Given task: Rewrite the records below with every occurrence of "site survey" changed to "field study" and everything else kept the same. Leave the pictures out of your answer.

Point annotation records:
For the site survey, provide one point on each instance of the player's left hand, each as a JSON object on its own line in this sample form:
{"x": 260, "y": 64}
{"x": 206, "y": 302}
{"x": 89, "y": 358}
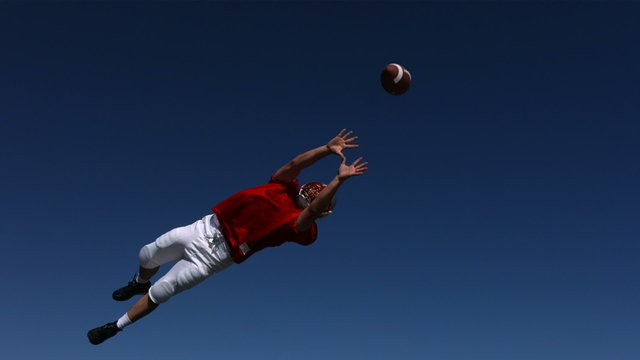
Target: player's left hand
{"x": 342, "y": 141}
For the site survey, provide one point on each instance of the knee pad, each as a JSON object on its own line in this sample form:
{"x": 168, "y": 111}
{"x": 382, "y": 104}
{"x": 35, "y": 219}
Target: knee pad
{"x": 161, "y": 291}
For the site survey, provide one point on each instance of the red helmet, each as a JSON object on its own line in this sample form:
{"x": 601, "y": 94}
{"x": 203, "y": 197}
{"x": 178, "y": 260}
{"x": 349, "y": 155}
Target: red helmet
{"x": 308, "y": 192}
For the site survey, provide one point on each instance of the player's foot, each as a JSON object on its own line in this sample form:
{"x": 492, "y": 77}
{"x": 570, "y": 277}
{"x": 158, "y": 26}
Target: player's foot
{"x": 102, "y": 333}
{"x": 132, "y": 288}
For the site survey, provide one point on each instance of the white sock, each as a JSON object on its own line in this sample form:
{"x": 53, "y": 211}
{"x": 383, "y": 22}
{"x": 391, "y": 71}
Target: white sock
{"x": 124, "y": 321}
{"x": 140, "y": 280}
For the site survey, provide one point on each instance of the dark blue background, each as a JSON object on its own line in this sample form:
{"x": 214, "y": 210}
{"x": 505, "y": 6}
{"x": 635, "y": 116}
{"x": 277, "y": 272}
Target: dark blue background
{"x": 498, "y": 220}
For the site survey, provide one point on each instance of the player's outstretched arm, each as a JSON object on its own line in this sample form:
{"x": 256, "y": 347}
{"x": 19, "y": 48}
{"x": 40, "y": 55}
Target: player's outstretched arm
{"x": 323, "y": 201}
{"x": 292, "y": 169}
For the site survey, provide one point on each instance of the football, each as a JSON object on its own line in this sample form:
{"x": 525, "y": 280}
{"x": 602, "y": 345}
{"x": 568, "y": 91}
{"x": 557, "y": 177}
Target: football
{"x": 395, "y": 79}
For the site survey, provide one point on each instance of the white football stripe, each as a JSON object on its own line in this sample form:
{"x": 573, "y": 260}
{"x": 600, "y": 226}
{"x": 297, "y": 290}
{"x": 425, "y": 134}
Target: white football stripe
{"x": 400, "y": 73}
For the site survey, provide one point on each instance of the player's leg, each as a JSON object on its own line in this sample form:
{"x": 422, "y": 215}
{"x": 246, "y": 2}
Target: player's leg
{"x": 167, "y": 248}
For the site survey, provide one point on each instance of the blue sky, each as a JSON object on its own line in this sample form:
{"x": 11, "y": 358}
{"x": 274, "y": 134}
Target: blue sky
{"x": 498, "y": 220}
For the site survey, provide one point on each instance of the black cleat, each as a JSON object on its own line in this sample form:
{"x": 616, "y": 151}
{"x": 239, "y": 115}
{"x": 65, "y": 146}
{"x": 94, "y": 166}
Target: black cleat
{"x": 132, "y": 288}
{"x": 102, "y": 333}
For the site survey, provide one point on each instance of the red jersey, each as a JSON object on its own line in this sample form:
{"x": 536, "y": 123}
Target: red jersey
{"x": 260, "y": 217}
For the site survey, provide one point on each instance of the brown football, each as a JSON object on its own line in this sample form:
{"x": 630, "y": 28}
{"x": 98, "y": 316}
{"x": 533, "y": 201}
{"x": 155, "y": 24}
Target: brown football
{"x": 395, "y": 79}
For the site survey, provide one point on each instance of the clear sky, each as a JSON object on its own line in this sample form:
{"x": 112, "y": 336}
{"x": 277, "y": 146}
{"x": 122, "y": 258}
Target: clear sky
{"x": 499, "y": 219}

Reply:
For the field study, provide one point on each instance of the player's left hand, each as a JSON object on its own line in this sample form:
{"x": 260, "y": 64}
{"x": 206, "y": 302}
{"x": 89, "y": 358}
Target: player's left hand
{"x": 342, "y": 141}
For the field study, provide one point on each instance of the knee pad, each as a JSON object on its own line in this sample form:
{"x": 168, "y": 111}
{"x": 382, "y": 104}
{"x": 35, "y": 219}
Target: knee pad
{"x": 161, "y": 291}
For the field study, provide one point on each instance of the red helmet, each as a JSON object on its own line in this sample form:
{"x": 601, "y": 94}
{"x": 203, "y": 197}
{"x": 178, "y": 260}
{"x": 349, "y": 155}
Target: red helmet
{"x": 308, "y": 192}
For the field study, provide one point on each instance of the player's foot, each as a JSON object on its own line in this sample form:
{"x": 492, "y": 77}
{"x": 570, "y": 277}
{"x": 158, "y": 26}
Target: player's foot
{"x": 102, "y": 333}
{"x": 132, "y": 288}
For the field study, provide one point on each instance of the white sock, each as a JSON object on its own line in this sample form:
{"x": 53, "y": 211}
{"x": 383, "y": 22}
{"x": 391, "y": 71}
Target: white sock
{"x": 124, "y": 321}
{"x": 140, "y": 280}
For the field study, provide one point on each instance of the dark blue background, each as a JSON object on its own line in this sample form:
{"x": 214, "y": 210}
{"x": 505, "y": 6}
{"x": 635, "y": 116}
{"x": 277, "y": 272}
Target: dark blue background
{"x": 498, "y": 220}
For the field study, provide one point on each instance of the player's outstretched arm, each as a JSON object on its own line in this sample form:
{"x": 256, "y": 347}
{"x": 19, "y": 48}
{"x": 40, "y": 55}
Target: player's outstretched arm
{"x": 323, "y": 201}
{"x": 292, "y": 169}
For the field study, provide one point on each instance of the football, each as a JSON object on its own line in this sample form:
{"x": 525, "y": 280}
{"x": 602, "y": 345}
{"x": 568, "y": 91}
{"x": 557, "y": 177}
Target: football
{"x": 395, "y": 79}
For the field study, provide one point on each instance of the white football stripe, each as a JSON object on its own line in this sample form:
{"x": 573, "y": 260}
{"x": 600, "y": 226}
{"x": 297, "y": 290}
{"x": 425, "y": 134}
Target: white football stripe
{"x": 400, "y": 73}
For the field study, provide one point on each instance of the player's leg, each as a JSON object on its own line in this sample form:
{"x": 422, "y": 215}
{"x": 246, "y": 2}
Target: player's leg
{"x": 167, "y": 248}
For the field study, provide one point on each instance of the blue sky, each as a JSON object on its own line in this sample form:
{"x": 11, "y": 358}
{"x": 274, "y": 134}
Target: blue sky
{"x": 498, "y": 220}
For the field study, provide one point on each instance of the black cleat, each as a JSON object on its own line in this sample form:
{"x": 616, "y": 151}
{"x": 239, "y": 115}
{"x": 65, "y": 146}
{"x": 94, "y": 166}
Target: black cleat
{"x": 132, "y": 288}
{"x": 102, "y": 333}
For the field study, provide one point on each instance of the red jersey, each as a JSON object on its own line in this sample form:
{"x": 536, "y": 123}
Target: red jersey
{"x": 260, "y": 217}
For the field study, provide one point on each instance of the brown football, each as a JSON object on its own line in this sample form:
{"x": 630, "y": 28}
{"x": 98, "y": 316}
{"x": 533, "y": 201}
{"x": 155, "y": 24}
Target: brown football
{"x": 395, "y": 79}
For the field study, provide one point on each instance of the clear sky, each as a JSON object on its own line in this sample form:
{"x": 112, "y": 336}
{"x": 277, "y": 146}
{"x": 122, "y": 258}
Target: clear sky
{"x": 499, "y": 219}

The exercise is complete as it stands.